* DESCRIPTION OF THE TASK
Every entry must be repeated exactly in the answer.
====== INFORMATION PROVIDED ======
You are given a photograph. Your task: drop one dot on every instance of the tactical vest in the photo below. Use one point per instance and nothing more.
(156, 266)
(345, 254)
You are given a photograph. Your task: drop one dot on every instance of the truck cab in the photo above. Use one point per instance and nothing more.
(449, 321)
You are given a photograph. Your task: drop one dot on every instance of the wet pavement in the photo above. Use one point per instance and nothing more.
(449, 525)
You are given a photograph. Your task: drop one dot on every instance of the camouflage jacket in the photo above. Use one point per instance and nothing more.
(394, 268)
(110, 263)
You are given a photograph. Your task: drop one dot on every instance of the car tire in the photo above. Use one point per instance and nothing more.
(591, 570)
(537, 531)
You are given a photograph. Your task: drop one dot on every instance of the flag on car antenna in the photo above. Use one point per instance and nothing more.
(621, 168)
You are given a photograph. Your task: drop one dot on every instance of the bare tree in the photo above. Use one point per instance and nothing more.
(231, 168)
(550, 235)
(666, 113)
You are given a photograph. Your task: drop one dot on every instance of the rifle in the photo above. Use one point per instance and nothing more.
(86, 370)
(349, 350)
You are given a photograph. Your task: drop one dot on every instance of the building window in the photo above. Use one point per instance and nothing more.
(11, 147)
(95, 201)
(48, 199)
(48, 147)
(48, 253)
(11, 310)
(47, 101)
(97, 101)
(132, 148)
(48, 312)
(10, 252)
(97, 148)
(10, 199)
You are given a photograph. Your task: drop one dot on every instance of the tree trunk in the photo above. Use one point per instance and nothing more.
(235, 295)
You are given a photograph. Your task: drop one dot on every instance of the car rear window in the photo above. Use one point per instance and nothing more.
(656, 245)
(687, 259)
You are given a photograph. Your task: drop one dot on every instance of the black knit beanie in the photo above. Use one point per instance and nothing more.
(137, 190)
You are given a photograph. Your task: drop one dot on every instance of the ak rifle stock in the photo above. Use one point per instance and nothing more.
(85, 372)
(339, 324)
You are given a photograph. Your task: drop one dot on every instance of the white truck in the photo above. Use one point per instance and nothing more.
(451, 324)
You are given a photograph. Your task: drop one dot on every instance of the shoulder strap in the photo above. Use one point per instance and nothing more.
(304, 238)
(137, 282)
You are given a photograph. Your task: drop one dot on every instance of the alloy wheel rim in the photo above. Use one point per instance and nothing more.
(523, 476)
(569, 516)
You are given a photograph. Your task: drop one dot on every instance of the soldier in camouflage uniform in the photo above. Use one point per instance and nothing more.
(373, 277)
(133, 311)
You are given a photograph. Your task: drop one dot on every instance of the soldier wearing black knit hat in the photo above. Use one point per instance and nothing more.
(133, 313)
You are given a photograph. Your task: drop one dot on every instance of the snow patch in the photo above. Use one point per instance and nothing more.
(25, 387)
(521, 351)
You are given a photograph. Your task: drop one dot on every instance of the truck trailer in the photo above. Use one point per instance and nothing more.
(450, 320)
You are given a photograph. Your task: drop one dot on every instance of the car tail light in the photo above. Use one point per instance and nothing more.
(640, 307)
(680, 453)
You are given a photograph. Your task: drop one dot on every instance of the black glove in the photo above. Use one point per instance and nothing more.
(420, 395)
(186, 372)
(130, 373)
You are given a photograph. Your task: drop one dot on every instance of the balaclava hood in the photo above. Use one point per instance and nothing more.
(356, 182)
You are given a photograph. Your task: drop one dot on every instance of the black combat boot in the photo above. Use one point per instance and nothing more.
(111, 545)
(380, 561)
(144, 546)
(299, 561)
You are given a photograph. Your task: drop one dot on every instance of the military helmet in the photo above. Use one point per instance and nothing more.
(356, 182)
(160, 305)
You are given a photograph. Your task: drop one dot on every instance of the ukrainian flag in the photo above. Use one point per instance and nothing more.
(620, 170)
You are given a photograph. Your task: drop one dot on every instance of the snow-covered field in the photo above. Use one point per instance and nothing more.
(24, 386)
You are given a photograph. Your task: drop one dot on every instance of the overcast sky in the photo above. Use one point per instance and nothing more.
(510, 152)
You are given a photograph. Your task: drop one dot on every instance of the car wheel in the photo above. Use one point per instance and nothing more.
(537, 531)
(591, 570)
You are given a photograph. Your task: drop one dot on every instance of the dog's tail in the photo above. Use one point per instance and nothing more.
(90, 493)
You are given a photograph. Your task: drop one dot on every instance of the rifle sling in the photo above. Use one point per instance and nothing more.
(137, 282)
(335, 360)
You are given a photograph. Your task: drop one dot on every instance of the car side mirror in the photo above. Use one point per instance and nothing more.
======
* OUTPUT
You are given a photograph. Your task: drop one dot on every instance of the tactical vest in the photo below. Use one point per instance and nothing more.
(156, 266)
(345, 254)
You are given a photograph. Your task: drop one dot on every instance of the truck cab in the photo above. Use one point per instance and nothing more.
(449, 321)
You are given a photograph. Your task: drop one dot on every instance of the wet pavement in the photo above. Use one point per instance and nothing more.
(449, 525)
You are given a photograph. Your task: drop one dot on every instance of the camouflage jacket in the photo above. Use one point per instance and nothing more.
(394, 268)
(110, 263)
You are given a photograph. Your task: drop one dot on every instance of the car tire in the photo above. Use one point per instance and nothing more.
(591, 570)
(537, 531)
You are given a photograph. Your task: drop one dot on every instance of the flag on car antenna in the photo above. Use one point per instance and nothing more.
(621, 168)
You are given a photograph. Your task: drop one dot on every instance of the bare tree in the photo above. Use one point per instance and nothing more.
(231, 168)
(550, 235)
(666, 113)
You are given a photograph. Your task: drop one dot on every instance of the rifle in the photo above. Use one point per instance and nothing more.
(86, 370)
(349, 350)
You are given a photograph. Your task: drop one dot on every instance of the building window in the photo above. Use one point per instance and nothing more.
(11, 147)
(95, 201)
(48, 199)
(48, 147)
(48, 253)
(11, 310)
(47, 101)
(97, 101)
(132, 148)
(48, 312)
(10, 252)
(97, 148)
(10, 199)
You are given a photograph. Your task: drop one dot on every instance of the tree trunk in the photo above. Use one point per instance and nothing more.
(235, 295)
You are given a photograph. Your task: drop one dot on every instance of the car rear window in the photo above. Use one point per instance and nothing more.
(656, 245)
(687, 259)
You are given a photograph. Your task: drop one dot on every instance of the black knit beanie in the photo above. Use one point per instance and nothing more.
(137, 190)
You are given a photograph. Your task: drop one dot on every instance of the ak rifle stock in the photo above. Use one point per instance and nothing more.
(85, 372)
(339, 324)
You are given a photograph. Your task: drop one dot on every instance of the white truck in the photo above. Use one point per instance and nothing more.
(451, 324)
You are given a photograph. Your task: drop one dot on every instance of the shoulder strap in the photo above. Use one point per instance and nothing more.
(304, 238)
(137, 282)
You are given a photograph. Your task: drop one dot on every instance of the alloy wheel rim in the photo above. Use one point per instance and nothing more.
(523, 476)
(569, 516)
You are given a photograph. Your task: drop one dot on every instance of the soldier in camouflage uniform in the photo above. Use one point per instance and nothing more.
(373, 277)
(133, 311)
You are given a photograph. Your task: drop one dot on every instance of the soldier wearing black knit hat in the photo above. Use one point per instance and nothing more.
(133, 313)
You are given a photograph. Your task: drop one dot on every instance of the snow patch in the photo above. Use one point per instance and nothing more.
(25, 387)
(521, 351)
You are given a photograph. Your task: drop one dot on every instance of the truck trailer in the photo above. Use one point per instance and nothing more.
(450, 320)
You are given a photograph. Your task: drop one dot on every instance of the car tail light in the photo above. Use one point per instance and nothing more.
(640, 307)
(680, 453)
You are given a photograph. Your task: drop one dot on every instance of the black glove in the photo above. Use one point per instance and nothing more.
(420, 395)
(186, 372)
(130, 373)
You are given a photograph. Your task: drop one dot on every instance of the balaclava hood in the photo above. Use one point per instance and nothing more.
(356, 182)
You are given a photograph. Your task: drop one dot on every instance of the black combat boot in the photo above. Use one point per instance and nothing more.
(111, 545)
(380, 561)
(144, 546)
(299, 561)
You are given a photograph. Your task: drop one dot on every instance of the military helmet in the photo above. Use one point per instance and nothing more.
(356, 182)
(160, 305)
You are given a photograph. Your task: drop one dot on every instance of the ukrainian flag in the photo above. Use one point per instance and nothing more.
(620, 170)
You are given a photograph. Your task: drop one dot on every instance of the snow-covered field in the photo above. Use one point per instance and nothing more.
(24, 386)
You are given a photograph. Your task: drop one dot on every instance of the overcast sky in the photo above. Use one point per instance and nothing more.
(510, 152)
You are given a photograph. Your task: drop one dot on every instance of the car wheel in the photo above. Use one point per instance and nothing more.
(537, 531)
(591, 570)
You are given a photograph. Your task: drop one dot on every instance of the dog's tail in the photo above. Use one point per instance and nothing more.
(90, 493)
You are given a photograph. Your task: drop one dot on every instance of the rifle sling in the photo above. Use one point per instance and nothing more.
(137, 282)
(335, 360)
You are given a photograph. Your task: drop one dot on every instance of the car side mirror in the photo above. Use one point per instance and nothing more.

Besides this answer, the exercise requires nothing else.